TAREA 1: Cuenta las líneas de las entradas que contienen la cadena "building". Indica solo el número.

FRAGMENTO DEL TEXTO:
↓
Hoy por la mañana he cogido el autobús para ir al Retiro.
Yo nunca cojo el autobús. Crecí yendo tarde a clase en Metro, y desde entonces siempre que tengo que usar el transporte público me inclino por las estaciones en las que lo hice todo. Hoy sí he cogido el autobús. Quizá porque quería ver Madrid por la ventana, quizá porque la nostalgia que me invade al coger las líneas 10, 6 o 1 de metro y recorrer el ramal Ópera – Príncipe Pío es demasiado arrolladora para una mañana de tostada de pan con nada, porque me caducó la mantequilla y soy un cobarde gástrico.
Hoy era importante que cogiese el autobús, aunque yo no lo sabía. El 12 hasta Serrano, ahí me bajo y cojo el 19 hasta el Retiro. Eso decía mi aplicación de Maps, pero la aplicación la hizo gente que nunca ha cogido el autobús en Madrid, ni el metro, ni nada.
↑
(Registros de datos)
↓
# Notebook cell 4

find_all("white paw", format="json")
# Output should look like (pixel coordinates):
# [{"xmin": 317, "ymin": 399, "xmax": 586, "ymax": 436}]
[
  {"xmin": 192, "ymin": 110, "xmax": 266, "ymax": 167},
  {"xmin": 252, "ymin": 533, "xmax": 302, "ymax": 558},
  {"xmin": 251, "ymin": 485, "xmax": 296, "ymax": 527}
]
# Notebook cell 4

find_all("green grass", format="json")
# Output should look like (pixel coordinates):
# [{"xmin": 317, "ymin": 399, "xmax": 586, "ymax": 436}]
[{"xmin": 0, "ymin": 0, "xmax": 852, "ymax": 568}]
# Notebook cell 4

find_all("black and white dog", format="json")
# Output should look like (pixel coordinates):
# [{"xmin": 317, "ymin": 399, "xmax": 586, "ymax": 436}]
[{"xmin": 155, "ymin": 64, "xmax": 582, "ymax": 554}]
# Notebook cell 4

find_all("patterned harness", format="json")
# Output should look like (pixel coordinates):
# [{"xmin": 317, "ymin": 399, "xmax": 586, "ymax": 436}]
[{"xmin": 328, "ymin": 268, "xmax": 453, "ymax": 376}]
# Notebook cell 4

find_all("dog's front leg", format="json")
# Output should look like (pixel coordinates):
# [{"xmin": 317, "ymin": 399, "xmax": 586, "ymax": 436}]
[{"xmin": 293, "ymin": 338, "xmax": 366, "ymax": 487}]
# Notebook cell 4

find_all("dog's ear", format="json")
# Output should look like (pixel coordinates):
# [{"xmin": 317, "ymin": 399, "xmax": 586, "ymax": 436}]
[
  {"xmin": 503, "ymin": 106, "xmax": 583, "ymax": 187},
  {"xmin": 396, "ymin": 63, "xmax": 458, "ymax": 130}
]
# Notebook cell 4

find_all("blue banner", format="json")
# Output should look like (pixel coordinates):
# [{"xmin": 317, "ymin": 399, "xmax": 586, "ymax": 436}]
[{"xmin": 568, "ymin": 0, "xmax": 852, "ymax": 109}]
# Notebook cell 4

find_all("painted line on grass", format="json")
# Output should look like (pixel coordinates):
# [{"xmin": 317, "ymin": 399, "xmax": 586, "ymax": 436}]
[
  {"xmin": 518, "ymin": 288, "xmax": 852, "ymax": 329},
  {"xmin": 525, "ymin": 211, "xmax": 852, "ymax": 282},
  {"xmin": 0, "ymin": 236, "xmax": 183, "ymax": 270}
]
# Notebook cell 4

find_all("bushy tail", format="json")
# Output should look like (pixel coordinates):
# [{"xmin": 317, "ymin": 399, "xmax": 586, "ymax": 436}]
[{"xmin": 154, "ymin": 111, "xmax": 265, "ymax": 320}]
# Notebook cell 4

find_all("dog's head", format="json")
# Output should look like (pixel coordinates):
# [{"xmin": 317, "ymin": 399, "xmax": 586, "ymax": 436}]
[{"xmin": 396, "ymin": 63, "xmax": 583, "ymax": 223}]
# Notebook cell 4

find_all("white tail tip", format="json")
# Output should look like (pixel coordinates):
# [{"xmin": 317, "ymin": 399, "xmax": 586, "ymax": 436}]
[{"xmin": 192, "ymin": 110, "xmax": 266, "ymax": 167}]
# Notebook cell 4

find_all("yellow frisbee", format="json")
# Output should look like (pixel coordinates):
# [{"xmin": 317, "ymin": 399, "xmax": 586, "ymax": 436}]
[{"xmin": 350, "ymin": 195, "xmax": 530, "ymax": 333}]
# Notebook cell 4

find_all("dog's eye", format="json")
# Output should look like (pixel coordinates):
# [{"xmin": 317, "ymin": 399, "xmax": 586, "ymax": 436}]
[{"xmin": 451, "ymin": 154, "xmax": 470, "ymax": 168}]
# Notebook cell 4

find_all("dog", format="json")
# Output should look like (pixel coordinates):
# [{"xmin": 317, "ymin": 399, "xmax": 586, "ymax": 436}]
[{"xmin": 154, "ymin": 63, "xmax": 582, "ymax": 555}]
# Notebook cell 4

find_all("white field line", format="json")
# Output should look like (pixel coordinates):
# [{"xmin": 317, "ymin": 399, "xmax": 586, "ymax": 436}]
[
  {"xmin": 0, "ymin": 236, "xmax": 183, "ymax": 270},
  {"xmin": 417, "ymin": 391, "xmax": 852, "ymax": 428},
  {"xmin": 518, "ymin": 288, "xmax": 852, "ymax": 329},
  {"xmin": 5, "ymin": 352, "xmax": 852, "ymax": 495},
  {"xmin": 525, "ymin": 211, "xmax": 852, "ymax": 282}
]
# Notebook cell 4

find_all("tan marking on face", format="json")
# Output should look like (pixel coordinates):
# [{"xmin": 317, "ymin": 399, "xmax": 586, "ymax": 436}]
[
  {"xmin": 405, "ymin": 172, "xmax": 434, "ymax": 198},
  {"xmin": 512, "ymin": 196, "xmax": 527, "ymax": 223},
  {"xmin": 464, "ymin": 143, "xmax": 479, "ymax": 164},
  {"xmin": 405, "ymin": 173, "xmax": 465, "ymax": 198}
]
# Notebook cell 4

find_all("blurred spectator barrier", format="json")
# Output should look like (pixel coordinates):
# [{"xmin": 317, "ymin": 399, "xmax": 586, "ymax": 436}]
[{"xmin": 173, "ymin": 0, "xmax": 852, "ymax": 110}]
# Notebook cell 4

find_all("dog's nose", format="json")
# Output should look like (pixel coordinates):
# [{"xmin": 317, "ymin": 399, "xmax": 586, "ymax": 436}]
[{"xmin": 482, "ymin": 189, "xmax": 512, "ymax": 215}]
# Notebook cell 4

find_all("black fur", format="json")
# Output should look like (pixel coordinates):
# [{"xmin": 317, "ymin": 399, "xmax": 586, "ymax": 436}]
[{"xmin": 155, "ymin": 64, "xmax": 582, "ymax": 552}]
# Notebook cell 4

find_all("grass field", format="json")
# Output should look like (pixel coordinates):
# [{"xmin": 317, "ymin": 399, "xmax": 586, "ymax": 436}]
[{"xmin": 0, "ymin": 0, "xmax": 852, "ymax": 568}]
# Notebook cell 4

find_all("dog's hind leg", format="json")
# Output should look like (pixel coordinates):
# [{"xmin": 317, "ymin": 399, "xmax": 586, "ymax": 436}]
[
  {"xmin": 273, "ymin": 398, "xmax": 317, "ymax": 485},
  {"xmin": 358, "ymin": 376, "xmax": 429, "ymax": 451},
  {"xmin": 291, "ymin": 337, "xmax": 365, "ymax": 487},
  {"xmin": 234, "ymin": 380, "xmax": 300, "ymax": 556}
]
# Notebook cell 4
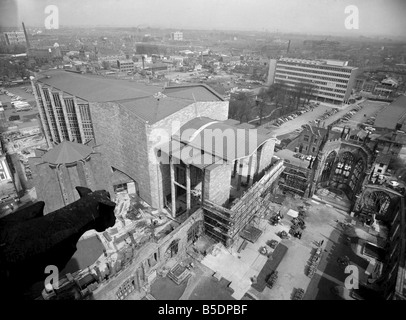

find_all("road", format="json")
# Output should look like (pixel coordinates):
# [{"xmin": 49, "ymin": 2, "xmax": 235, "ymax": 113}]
[
  {"xmin": 261, "ymin": 101, "xmax": 388, "ymax": 137},
  {"xmin": 262, "ymin": 105, "xmax": 349, "ymax": 136},
  {"xmin": 336, "ymin": 100, "xmax": 389, "ymax": 128}
]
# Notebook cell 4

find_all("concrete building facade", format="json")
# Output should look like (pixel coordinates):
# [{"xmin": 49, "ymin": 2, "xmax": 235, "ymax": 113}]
[
  {"xmin": 268, "ymin": 58, "xmax": 358, "ymax": 103},
  {"xmin": 3, "ymin": 31, "xmax": 26, "ymax": 46}
]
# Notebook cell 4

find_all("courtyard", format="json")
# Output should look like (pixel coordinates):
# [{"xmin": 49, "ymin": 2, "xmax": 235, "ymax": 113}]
[{"xmin": 146, "ymin": 191, "xmax": 384, "ymax": 300}]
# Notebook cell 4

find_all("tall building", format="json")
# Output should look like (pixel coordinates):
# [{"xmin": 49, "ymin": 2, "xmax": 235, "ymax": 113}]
[
  {"xmin": 32, "ymin": 70, "xmax": 228, "ymax": 208},
  {"xmin": 268, "ymin": 58, "xmax": 358, "ymax": 103},
  {"xmin": 33, "ymin": 74, "xmax": 94, "ymax": 147},
  {"xmin": 117, "ymin": 60, "xmax": 134, "ymax": 72},
  {"xmin": 171, "ymin": 31, "xmax": 183, "ymax": 41},
  {"xmin": 28, "ymin": 141, "xmax": 112, "ymax": 213},
  {"xmin": 3, "ymin": 31, "xmax": 26, "ymax": 46}
]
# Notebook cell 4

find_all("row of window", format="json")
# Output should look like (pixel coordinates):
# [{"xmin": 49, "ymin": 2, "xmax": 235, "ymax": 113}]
[
  {"xmin": 275, "ymin": 76, "xmax": 346, "ymax": 98},
  {"xmin": 275, "ymin": 68, "xmax": 349, "ymax": 84},
  {"xmin": 278, "ymin": 61, "xmax": 352, "ymax": 73}
]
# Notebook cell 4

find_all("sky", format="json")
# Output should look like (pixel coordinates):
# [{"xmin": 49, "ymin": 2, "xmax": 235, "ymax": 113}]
[{"xmin": 0, "ymin": 0, "xmax": 406, "ymax": 36}]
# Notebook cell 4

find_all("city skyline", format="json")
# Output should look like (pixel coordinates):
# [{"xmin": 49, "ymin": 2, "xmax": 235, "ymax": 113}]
[{"xmin": 1, "ymin": 0, "xmax": 406, "ymax": 37}]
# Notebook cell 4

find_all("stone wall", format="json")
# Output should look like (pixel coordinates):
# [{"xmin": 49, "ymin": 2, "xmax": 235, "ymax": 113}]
[
  {"xmin": 90, "ymin": 101, "xmax": 228, "ymax": 208},
  {"xmin": 257, "ymin": 139, "xmax": 275, "ymax": 173},
  {"xmin": 28, "ymin": 158, "xmax": 65, "ymax": 214},
  {"xmin": 90, "ymin": 102, "xmax": 152, "ymax": 203},
  {"xmin": 147, "ymin": 101, "xmax": 229, "ymax": 207},
  {"xmin": 204, "ymin": 163, "xmax": 233, "ymax": 205},
  {"xmin": 93, "ymin": 209, "xmax": 203, "ymax": 300}
]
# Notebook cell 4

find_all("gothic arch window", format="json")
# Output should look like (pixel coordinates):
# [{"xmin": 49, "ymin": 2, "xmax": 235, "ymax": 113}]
[
  {"xmin": 335, "ymin": 151, "xmax": 354, "ymax": 178},
  {"xmin": 365, "ymin": 191, "xmax": 391, "ymax": 215},
  {"xmin": 321, "ymin": 151, "xmax": 337, "ymax": 181},
  {"xmin": 350, "ymin": 159, "xmax": 365, "ymax": 189}
]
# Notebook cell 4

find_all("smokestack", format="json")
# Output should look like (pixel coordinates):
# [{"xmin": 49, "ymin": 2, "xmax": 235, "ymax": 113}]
[{"xmin": 22, "ymin": 22, "xmax": 30, "ymax": 51}]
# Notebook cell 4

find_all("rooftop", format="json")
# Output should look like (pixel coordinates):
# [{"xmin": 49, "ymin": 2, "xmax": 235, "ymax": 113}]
[
  {"xmin": 275, "ymin": 149, "xmax": 310, "ymax": 169},
  {"xmin": 279, "ymin": 58, "xmax": 356, "ymax": 69},
  {"xmin": 162, "ymin": 117, "xmax": 274, "ymax": 167},
  {"xmin": 42, "ymin": 141, "xmax": 93, "ymax": 164},
  {"xmin": 38, "ymin": 70, "xmax": 223, "ymax": 123}
]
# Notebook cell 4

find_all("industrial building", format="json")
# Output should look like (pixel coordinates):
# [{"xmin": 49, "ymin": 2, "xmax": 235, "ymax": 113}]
[{"xmin": 268, "ymin": 58, "xmax": 358, "ymax": 104}]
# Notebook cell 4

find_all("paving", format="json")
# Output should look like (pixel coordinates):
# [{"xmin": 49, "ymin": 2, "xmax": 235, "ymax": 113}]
[{"xmin": 196, "ymin": 190, "xmax": 380, "ymax": 300}]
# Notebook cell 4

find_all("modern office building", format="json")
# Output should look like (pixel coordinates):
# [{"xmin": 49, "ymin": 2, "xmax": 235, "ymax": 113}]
[
  {"xmin": 3, "ymin": 31, "xmax": 26, "ymax": 46},
  {"xmin": 171, "ymin": 31, "xmax": 183, "ymax": 41},
  {"xmin": 268, "ymin": 58, "xmax": 358, "ymax": 104},
  {"xmin": 117, "ymin": 60, "xmax": 134, "ymax": 72}
]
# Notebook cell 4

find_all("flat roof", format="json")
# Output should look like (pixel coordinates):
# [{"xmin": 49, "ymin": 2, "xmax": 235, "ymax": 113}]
[
  {"xmin": 37, "ymin": 70, "xmax": 224, "ymax": 123},
  {"xmin": 274, "ymin": 149, "xmax": 310, "ymax": 169},
  {"xmin": 36, "ymin": 70, "xmax": 162, "ymax": 102}
]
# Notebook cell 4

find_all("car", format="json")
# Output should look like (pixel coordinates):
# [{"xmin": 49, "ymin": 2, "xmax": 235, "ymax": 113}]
[{"xmin": 331, "ymin": 286, "xmax": 364, "ymax": 300}]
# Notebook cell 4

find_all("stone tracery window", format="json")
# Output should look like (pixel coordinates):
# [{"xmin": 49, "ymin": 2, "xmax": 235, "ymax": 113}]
[
  {"xmin": 335, "ymin": 151, "xmax": 354, "ymax": 178},
  {"xmin": 321, "ymin": 151, "xmax": 337, "ymax": 181}
]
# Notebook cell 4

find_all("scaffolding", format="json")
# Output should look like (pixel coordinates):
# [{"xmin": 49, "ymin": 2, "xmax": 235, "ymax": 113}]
[{"xmin": 203, "ymin": 160, "xmax": 284, "ymax": 247}]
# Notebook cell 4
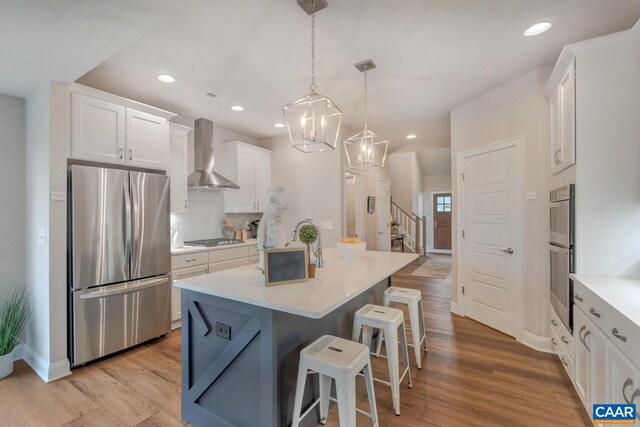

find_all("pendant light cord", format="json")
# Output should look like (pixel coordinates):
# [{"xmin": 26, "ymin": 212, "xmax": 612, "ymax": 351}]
[{"xmin": 309, "ymin": 0, "xmax": 318, "ymax": 94}]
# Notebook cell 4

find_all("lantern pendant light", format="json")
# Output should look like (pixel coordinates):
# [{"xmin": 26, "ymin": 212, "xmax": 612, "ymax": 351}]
[
  {"xmin": 282, "ymin": 0, "xmax": 342, "ymax": 153},
  {"xmin": 344, "ymin": 59, "xmax": 389, "ymax": 170}
]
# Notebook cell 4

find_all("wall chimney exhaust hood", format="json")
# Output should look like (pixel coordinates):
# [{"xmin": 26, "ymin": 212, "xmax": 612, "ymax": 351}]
[{"xmin": 188, "ymin": 119, "xmax": 240, "ymax": 190}]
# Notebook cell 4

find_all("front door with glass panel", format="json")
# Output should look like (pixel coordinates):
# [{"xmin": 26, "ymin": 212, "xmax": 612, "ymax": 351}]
[{"xmin": 433, "ymin": 193, "xmax": 451, "ymax": 250}]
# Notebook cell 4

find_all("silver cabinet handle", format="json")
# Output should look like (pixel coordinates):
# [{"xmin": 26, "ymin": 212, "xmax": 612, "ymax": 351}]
[
  {"xmin": 582, "ymin": 331, "xmax": 591, "ymax": 351},
  {"xmin": 611, "ymin": 328, "xmax": 627, "ymax": 342},
  {"xmin": 622, "ymin": 378, "xmax": 633, "ymax": 404}
]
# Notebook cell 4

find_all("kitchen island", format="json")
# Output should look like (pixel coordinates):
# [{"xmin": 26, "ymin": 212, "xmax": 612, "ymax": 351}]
[{"xmin": 174, "ymin": 249, "xmax": 417, "ymax": 427}]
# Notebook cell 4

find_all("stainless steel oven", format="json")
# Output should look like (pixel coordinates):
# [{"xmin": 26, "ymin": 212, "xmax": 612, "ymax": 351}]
[{"xmin": 549, "ymin": 184, "xmax": 575, "ymax": 331}]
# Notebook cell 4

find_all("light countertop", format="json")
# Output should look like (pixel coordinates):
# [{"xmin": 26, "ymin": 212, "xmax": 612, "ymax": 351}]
[
  {"xmin": 171, "ymin": 239, "xmax": 258, "ymax": 255},
  {"xmin": 571, "ymin": 274, "xmax": 640, "ymax": 327},
  {"xmin": 174, "ymin": 248, "xmax": 418, "ymax": 319}
]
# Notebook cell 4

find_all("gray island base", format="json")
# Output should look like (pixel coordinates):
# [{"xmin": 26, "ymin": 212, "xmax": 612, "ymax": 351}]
[{"xmin": 176, "ymin": 250, "xmax": 417, "ymax": 427}]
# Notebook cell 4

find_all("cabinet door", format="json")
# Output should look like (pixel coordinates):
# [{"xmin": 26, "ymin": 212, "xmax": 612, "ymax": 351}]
[
  {"xmin": 171, "ymin": 265, "xmax": 209, "ymax": 328},
  {"xmin": 549, "ymin": 89, "xmax": 562, "ymax": 175},
  {"xmin": 168, "ymin": 126, "xmax": 189, "ymax": 213},
  {"xmin": 608, "ymin": 344, "xmax": 640, "ymax": 425},
  {"xmin": 71, "ymin": 93, "xmax": 125, "ymax": 163},
  {"xmin": 237, "ymin": 146, "xmax": 256, "ymax": 212},
  {"xmin": 256, "ymin": 150, "xmax": 271, "ymax": 212},
  {"xmin": 125, "ymin": 108, "xmax": 169, "ymax": 170},
  {"xmin": 573, "ymin": 307, "xmax": 593, "ymax": 409}
]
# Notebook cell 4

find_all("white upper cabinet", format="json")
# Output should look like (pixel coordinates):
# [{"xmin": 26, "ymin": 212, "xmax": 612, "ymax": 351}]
[
  {"xmin": 125, "ymin": 108, "xmax": 169, "ymax": 169},
  {"xmin": 69, "ymin": 84, "xmax": 175, "ymax": 170},
  {"xmin": 549, "ymin": 60, "xmax": 576, "ymax": 175},
  {"xmin": 215, "ymin": 141, "xmax": 271, "ymax": 213},
  {"xmin": 167, "ymin": 123, "xmax": 192, "ymax": 213},
  {"xmin": 71, "ymin": 93, "xmax": 125, "ymax": 163}
]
↑
TAREA 2: Vuelve a escribir completo y sin ningún cambio el texto sobre el trayecto en autobús por Madrid.

RESPUESTA 1: 4

RESPUESTA 2:
Hoy por la mañana he cogido el autobús para ir al Retiro.
Yo nunca cojo el autobús. Crecí yendo tarde a clase en Metro, y desde entonces siempre que tengo que usar el transporte público me inclino por las estaciones en las que lo hice todo. Hoy sí he cogido el autobús. Quizá porque quería ver Madrid por la ventana, quizá porque la nostalgia que me invade al coger las líneas 10, 6 o 1 de metro y recorrer el ramal Ópera – Príncipe Pío es demasiado arrolladora para una mañana de tostada de pan con nada, porque me caducó la mantequilla y soy un cobarde gástrico.
Hoy era importante que cogiese el autobús, aunque yo no lo sabía. El 12 hasta Serrano, ahí me bajo y cojo el 19 hasta el Retiro. Eso decía mi aplicación de Maps, pero la aplicación la hizo gente que nunca ha cogido el autobús en Madrid, ni el metro, ni nada.